───── Extracted entries ─────

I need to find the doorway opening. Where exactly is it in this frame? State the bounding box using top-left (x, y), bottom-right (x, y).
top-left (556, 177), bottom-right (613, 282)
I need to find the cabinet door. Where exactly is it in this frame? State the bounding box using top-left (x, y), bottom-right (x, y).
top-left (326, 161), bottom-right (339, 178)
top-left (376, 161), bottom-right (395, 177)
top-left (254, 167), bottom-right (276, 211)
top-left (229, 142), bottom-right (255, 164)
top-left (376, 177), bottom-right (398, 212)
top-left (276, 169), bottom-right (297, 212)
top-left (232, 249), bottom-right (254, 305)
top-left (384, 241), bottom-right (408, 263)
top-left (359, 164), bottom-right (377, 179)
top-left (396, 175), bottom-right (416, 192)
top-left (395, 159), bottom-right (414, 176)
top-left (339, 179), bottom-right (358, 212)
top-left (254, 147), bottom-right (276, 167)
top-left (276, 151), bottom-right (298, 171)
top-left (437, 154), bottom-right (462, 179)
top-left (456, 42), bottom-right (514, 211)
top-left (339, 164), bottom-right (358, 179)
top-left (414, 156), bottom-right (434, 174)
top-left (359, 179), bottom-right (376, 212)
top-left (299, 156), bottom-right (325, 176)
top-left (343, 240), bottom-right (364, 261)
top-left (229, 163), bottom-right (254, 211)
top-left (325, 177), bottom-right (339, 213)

─────

== Brief ==
Every piece of the data must be set down exactly. Omit nothing.

== Answer ==
I need to find the doorway opening. Where exactly is it in this frame? State the bounding box using top-left (x, y), bottom-right (x, y).
top-left (556, 177), bottom-right (613, 282)
I need to find the cabinet door. Where exactly is it in this frame? State the bounding box using top-left (x, y), bottom-right (x, y).
top-left (326, 161), bottom-right (339, 178)
top-left (376, 161), bottom-right (395, 177)
top-left (254, 167), bottom-right (276, 211)
top-left (229, 142), bottom-right (255, 164)
top-left (376, 177), bottom-right (398, 212)
top-left (276, 169), bottom-right (297, 212)
top-left (232, 249), bottom-right (254, 305)
top-left (384, 241), bottom-right (408, 263)
top-left (359, 164), bottom-right (377, 179)
top-left (396, 175), bottom-right (416, 192)
top-left (395, 159), bottom-right (414, 176)
top-left (339, 179), bottom-right (358, 212)
top-left (254, 147), bottom-right (276, 167)
top-left (276, 151), bottom-right (298, 171)
top-left (437, 154), bottom-right (462, 179)
top-left (456, 42), bottom-right (514, 211)
top-left (339, 164), bottom-right (358, 179)
top-left (414, 156), bottom-right (434, 174)
top-left (359, 179), bottom-right (376, 212)
top-left (299, 156), bottom-right (325, 176)
top-left (343, 240), bottom-right (364, 261)
top-left (229, 163), bottom-right (254, 211)
top-left (325, 177), bottom-right (339, 213)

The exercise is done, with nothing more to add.